*SHORT EXERCISE*:
Report each line of the data below that contains the word "floor", copying every such line in full. Case counts.

# PROVIDED DATA start

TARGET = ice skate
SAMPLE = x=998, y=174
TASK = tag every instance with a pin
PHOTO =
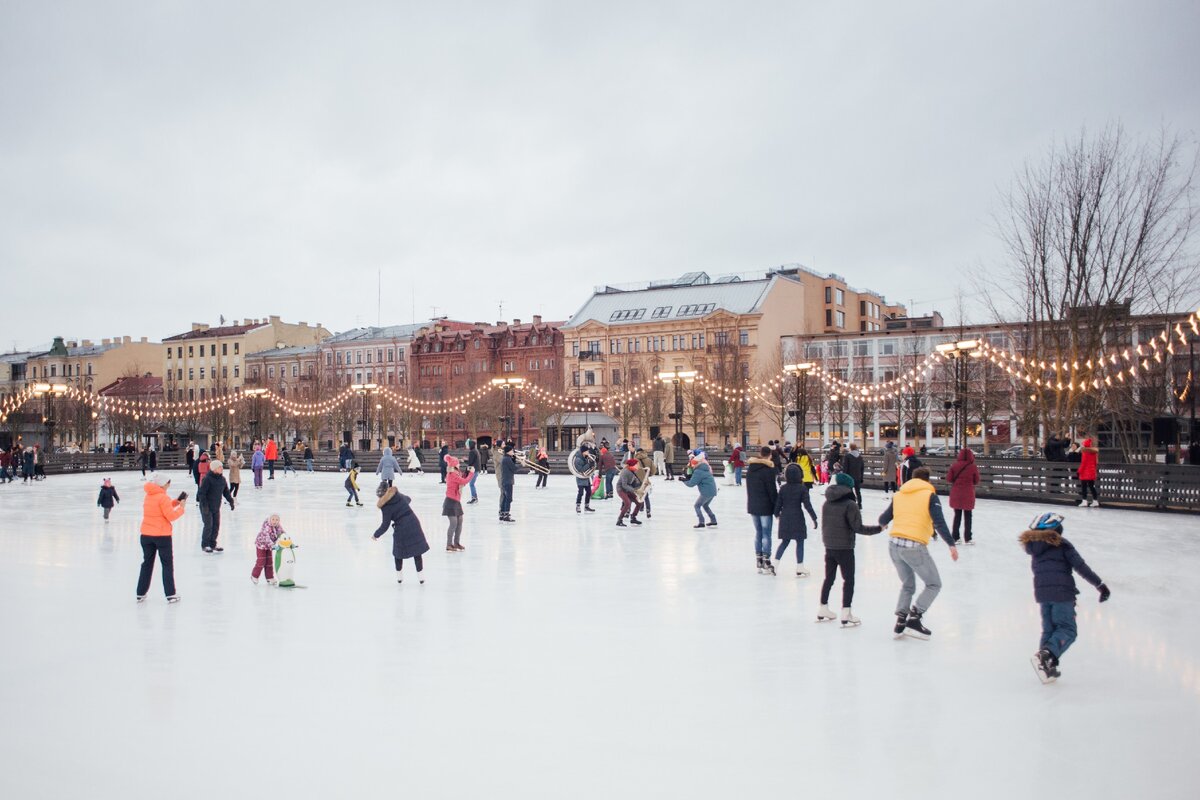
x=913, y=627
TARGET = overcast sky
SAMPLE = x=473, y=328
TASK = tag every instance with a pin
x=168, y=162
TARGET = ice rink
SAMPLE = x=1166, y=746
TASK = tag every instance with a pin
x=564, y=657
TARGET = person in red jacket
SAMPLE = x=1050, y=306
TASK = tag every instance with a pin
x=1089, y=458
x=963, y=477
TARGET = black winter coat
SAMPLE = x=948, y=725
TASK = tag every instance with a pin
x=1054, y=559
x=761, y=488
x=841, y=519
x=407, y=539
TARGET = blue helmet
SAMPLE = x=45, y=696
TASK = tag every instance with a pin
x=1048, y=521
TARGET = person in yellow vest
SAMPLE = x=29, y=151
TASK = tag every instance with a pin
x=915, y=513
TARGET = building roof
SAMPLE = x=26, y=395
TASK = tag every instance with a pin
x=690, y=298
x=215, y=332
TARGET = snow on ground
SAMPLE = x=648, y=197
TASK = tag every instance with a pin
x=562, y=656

# PROVIDED DATA end
# PROVIDED DATA start

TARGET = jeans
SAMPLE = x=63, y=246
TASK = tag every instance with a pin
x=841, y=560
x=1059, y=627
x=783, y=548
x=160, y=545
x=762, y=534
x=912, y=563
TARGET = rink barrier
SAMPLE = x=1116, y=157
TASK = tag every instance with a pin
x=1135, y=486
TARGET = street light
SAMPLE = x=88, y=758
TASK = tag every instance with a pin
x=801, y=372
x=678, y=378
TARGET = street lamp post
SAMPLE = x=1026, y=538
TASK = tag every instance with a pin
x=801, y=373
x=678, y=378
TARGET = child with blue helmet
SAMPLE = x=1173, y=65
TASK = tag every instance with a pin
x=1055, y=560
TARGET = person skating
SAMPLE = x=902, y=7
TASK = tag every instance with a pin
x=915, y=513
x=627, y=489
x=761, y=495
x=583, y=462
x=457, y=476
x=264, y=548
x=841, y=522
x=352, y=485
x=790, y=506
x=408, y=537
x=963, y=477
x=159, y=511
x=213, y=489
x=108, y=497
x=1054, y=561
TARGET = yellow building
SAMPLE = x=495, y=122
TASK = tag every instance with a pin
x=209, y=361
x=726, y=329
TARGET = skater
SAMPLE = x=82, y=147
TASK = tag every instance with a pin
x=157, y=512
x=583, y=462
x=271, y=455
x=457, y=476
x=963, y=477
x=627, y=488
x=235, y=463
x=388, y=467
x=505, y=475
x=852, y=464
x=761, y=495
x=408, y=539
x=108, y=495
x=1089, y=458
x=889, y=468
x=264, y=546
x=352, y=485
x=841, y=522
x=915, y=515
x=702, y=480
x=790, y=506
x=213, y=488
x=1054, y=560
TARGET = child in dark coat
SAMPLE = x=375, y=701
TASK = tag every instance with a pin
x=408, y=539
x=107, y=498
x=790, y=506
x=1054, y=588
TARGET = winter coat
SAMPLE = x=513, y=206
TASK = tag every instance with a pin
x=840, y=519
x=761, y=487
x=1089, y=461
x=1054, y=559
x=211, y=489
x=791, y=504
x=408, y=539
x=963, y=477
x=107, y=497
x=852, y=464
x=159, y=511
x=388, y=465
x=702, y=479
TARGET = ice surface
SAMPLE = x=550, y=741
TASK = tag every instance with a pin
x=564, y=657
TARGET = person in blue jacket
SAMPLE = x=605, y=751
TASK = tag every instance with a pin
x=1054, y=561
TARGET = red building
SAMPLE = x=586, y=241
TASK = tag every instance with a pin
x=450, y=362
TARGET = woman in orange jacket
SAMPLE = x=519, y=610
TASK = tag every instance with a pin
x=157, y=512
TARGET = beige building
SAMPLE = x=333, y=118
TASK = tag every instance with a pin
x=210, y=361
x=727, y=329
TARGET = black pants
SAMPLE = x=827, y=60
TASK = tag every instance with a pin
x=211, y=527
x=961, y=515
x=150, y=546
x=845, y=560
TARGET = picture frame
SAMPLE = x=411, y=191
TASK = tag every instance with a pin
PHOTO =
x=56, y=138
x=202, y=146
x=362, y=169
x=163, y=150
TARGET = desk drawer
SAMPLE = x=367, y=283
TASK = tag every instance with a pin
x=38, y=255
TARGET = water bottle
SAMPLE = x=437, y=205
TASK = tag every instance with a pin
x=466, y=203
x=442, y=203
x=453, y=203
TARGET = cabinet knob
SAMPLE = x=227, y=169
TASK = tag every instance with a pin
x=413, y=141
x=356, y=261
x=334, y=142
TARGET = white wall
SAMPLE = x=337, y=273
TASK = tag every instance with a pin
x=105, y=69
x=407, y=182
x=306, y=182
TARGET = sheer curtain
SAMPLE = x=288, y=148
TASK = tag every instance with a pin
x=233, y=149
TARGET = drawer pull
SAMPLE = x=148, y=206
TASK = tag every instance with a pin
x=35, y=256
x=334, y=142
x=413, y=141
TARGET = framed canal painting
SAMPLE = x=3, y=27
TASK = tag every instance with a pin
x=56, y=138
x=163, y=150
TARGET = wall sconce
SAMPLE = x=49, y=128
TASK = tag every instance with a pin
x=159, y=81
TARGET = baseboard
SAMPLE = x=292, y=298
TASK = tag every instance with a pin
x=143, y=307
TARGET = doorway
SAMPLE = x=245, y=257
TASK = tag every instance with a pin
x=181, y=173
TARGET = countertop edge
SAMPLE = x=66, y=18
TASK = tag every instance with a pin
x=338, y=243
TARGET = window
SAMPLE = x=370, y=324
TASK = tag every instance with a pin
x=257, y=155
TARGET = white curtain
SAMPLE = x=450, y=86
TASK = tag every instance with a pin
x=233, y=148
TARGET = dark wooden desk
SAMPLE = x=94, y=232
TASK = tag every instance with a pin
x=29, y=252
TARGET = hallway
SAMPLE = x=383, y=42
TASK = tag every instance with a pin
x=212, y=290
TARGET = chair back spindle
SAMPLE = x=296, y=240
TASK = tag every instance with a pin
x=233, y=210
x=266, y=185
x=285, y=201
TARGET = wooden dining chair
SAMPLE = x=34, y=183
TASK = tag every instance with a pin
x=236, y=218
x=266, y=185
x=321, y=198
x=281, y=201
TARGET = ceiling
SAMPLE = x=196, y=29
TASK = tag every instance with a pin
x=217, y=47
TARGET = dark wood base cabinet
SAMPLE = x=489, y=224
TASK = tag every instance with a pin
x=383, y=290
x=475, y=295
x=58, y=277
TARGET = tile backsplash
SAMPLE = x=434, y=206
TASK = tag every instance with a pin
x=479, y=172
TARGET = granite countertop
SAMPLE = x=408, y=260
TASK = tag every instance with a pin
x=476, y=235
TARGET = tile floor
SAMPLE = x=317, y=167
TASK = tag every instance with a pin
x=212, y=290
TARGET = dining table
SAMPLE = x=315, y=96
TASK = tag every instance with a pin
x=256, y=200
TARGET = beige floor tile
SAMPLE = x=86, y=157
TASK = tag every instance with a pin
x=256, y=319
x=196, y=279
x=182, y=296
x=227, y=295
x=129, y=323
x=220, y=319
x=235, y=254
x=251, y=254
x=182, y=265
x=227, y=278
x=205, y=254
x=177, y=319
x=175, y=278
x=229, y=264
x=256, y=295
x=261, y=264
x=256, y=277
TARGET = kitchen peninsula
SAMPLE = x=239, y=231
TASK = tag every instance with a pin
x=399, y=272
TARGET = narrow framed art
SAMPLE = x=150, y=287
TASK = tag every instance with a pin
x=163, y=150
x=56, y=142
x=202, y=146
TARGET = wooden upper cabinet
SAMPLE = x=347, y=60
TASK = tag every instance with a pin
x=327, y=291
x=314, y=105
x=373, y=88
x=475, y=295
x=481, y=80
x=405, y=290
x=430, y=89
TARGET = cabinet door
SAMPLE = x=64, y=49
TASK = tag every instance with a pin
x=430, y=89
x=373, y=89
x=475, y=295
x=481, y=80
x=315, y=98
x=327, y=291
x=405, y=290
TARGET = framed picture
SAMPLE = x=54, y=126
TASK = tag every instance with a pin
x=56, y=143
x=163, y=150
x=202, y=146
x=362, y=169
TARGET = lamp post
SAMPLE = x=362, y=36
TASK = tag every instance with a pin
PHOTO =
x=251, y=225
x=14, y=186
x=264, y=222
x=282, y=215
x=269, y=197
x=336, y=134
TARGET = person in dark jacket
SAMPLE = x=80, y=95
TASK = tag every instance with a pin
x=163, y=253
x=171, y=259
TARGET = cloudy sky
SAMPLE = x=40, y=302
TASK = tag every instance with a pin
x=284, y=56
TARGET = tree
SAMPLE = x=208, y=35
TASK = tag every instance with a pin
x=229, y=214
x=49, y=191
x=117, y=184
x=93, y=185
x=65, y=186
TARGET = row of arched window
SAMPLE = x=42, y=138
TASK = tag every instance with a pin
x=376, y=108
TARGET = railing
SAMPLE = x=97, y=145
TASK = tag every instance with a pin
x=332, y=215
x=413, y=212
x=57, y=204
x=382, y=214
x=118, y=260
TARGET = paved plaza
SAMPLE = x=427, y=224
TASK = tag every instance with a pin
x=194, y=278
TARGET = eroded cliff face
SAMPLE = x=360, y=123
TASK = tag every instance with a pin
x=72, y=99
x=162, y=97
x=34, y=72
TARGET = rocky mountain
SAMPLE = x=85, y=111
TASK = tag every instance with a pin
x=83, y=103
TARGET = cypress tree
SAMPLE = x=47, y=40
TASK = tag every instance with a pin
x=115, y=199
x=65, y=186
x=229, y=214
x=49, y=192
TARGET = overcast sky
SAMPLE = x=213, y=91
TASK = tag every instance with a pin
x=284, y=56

# PROVIDED DATA end

*SOLUTION BELOW*:
TARGET = tile floor
TARGET = beige floor tile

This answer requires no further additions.